▶ **EXTRAIT CHOISI**:
□ □ □ □ □ □ □

A.C. : Bien sûr. Ici l'intérêt des arrangements se justifie dans un sens minimaliste : nous avons peu arrangé les pièces de musiques traditionnelles, mais inversement, nous avons été obligés de réduire la dimension orchestrale des pièces un peu plus classiques de Mozart ou de Rossini. Ce sont ces interactions, à chaque fois entre les musiciens, qui rendent nécessaire les arrangements. Et en ce sens, ce n'est pas du tout péjoratif d'arranger, bien au contraire.
CMTRA : Le son de la vielle, de l'accordéon, de la cornemuse ou d'autres instruments très timbrés ne s'est-il pas heurté au chant lyrique de Colette Alliot-Lugaz, et à sa technique de soprano ? Comment s'effectue le mariage de ces deux esthétiques ? A-t-il été utile de faire un travail de symbiose ?

□ □ □ □ □ □ □

▶ **TÂCHES À RÉALISER**:
a. Relevez tous les instruments de musique nommés dans l'entretien sur les arrangements musicaux.
b. Poursuivez l'entretien sur les arrangements musicaux à partir de sa dernière phrase.

Entrées de données extraites:
□ □ □ □ □ □ □

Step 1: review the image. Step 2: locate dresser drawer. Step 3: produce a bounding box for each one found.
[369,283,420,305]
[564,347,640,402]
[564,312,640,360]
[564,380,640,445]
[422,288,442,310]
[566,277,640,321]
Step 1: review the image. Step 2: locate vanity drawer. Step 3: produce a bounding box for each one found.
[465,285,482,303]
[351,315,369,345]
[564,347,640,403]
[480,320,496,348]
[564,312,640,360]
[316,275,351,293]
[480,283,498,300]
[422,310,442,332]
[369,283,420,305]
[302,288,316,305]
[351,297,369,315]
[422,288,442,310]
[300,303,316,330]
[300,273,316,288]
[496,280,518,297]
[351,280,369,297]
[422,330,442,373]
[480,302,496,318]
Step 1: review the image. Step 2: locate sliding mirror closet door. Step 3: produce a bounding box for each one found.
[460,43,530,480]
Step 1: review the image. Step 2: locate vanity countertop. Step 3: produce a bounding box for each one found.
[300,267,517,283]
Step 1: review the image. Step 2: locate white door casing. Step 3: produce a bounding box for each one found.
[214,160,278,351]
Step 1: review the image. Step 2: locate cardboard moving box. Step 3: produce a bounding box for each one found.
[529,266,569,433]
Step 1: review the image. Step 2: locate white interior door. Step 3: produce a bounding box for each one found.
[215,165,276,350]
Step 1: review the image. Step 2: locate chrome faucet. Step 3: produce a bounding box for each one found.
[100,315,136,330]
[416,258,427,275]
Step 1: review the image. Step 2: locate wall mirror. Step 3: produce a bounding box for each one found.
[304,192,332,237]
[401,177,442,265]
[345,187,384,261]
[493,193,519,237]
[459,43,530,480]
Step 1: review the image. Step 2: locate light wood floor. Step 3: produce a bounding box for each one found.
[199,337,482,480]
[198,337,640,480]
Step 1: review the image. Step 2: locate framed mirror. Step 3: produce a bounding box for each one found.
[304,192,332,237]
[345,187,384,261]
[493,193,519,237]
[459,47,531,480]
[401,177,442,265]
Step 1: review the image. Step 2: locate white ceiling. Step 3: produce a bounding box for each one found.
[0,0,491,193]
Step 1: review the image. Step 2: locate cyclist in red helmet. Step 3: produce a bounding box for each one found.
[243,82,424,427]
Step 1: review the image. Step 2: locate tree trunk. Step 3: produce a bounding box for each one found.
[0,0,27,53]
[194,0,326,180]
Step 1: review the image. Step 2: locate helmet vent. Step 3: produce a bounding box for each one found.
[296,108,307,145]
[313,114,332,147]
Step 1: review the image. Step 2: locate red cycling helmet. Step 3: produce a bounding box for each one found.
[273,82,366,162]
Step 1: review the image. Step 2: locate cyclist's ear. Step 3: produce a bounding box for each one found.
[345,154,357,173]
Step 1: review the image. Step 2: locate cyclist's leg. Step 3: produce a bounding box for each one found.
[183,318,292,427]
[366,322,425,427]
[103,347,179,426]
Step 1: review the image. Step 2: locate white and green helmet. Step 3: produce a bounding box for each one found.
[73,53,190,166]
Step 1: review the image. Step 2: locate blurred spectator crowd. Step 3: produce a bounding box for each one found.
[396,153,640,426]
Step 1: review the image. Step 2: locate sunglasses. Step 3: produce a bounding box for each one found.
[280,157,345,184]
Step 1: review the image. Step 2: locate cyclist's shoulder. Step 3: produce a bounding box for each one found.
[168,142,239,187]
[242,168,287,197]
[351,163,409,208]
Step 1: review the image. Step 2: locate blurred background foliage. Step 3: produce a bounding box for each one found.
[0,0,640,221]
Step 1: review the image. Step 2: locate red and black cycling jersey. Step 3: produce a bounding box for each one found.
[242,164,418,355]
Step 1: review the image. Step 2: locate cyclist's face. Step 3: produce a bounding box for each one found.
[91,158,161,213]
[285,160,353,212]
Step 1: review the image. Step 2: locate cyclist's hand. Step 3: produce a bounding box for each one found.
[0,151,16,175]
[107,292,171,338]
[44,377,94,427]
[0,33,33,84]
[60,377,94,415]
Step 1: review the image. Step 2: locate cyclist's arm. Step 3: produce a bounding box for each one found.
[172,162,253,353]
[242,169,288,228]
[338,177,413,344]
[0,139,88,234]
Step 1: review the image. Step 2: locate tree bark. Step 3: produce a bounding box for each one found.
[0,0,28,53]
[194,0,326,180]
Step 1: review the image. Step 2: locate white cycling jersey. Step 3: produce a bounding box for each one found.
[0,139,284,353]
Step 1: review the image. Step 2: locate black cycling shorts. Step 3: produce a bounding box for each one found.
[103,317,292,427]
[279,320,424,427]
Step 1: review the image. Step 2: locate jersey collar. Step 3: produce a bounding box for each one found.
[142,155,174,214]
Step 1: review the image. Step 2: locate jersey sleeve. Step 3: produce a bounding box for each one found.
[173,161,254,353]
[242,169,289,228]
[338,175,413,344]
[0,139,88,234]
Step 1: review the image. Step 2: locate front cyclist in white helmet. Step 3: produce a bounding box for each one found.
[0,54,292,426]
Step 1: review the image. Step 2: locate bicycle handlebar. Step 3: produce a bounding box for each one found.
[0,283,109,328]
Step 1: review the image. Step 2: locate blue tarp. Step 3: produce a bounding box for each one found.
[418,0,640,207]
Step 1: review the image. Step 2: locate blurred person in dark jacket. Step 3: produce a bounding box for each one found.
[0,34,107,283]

□ □ □ □ □ □ □

▶ **RÉPONSES AUX TÂCHES**:
a. La vielle, l'accordéon et la cornemuse.

b.
A.C. : Cela fonctionne assez bien parce que Colette n'est pas éloignée de ces timbres : ainsi elle n'arrive pas avec sa technique imposée, au contraire, elle s'adapte. Il n'y a pas eu besoin d'effectuer un travail trop particulier, Colette chante souvent en duo avec Christian Abriel, ou bien Ciacio Marchelli, ou encore avec Reynald Breithaupt (les petits chants en allemand). Dans ce spectacle, nous n'avons pas fait appel à la vielle, par contre R. Amyot fait souvent des contre-chants ou un bourdon de cornemuse, sur un travail a cappella de Colette. C'est un mariage très intéressant.
CMTRA : On pense aux timbres des chanteuses traditionnelles, et à leur façon d'ornementer ; on connaît en même temps le travail qui peut se faire en Bulgarie ou sans aller si loin, en Italie du sud, avec Giovanna Marini qui cherche des timbres très durs, pas très "soft". Avec vous, nous avons une chanteuse soprano lyrique avec une autre couleur. N'y-a-t-il pas une perte dans l'interprétation ? Peut-on dire que vous êtes dans une autre "recherche" esthétique ?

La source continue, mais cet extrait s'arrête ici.